Set exercise: Quote all of the material below word for word, but leave the picture out.

Data for processing:
-----

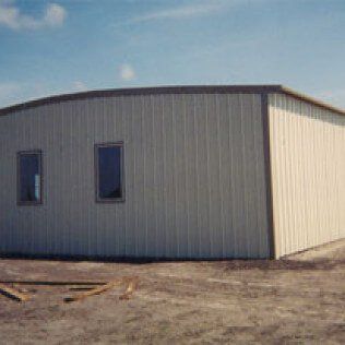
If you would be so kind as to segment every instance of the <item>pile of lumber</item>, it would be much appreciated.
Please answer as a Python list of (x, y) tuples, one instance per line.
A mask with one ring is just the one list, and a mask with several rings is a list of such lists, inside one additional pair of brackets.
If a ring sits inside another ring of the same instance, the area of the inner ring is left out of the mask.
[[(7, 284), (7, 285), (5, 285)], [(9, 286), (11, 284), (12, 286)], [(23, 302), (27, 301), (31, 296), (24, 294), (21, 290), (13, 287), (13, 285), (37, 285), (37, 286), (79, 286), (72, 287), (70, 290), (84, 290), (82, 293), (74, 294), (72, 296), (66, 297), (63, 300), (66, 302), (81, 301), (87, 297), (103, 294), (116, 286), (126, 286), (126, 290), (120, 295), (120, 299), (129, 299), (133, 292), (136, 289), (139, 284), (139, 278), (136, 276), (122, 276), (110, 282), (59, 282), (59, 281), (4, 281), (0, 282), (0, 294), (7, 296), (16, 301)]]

-----

Response:
If you would be so kind as to segment every instance of the <item>pile of lumber</item>, it would be much appreciated.
Please answer as a Python list of (x, y) tuples, one instance per line.
A mask with one ring is just the one list, and a mask with several rings is a list of such lists, inside one additional pair of brackets.
If a ring sits inside another ring of the same instance, the area of the inner ring is left out of the mask.
[[(7, 284), (7, 285), (5, 285)], [(9, 286), (11, 284), (12, 286)], [(23, 302), (27, 301), (31, 296), (24, 294), (21, 290), (13, 287), (13, 285), (37, 285), (37, 286), (79, 286), (72, 287), (70, 290), (84, 290), (82, 293), (74, 294), (72, 296), (66, 297), (63, 300), (66, 302), (81, 301), (87, 297), (103, 294), (116, 286), (126, 286), (126, 290), (120, 295), (120, 299), (129, 299), (133, 292), (136, 289), (139, 284), (139, 278), (136, 276), (122, 276), (110, 282), (59, 282), (59, 281), (4, 281), (0, 282), (0, 294), (7, 296), (16, 301)]]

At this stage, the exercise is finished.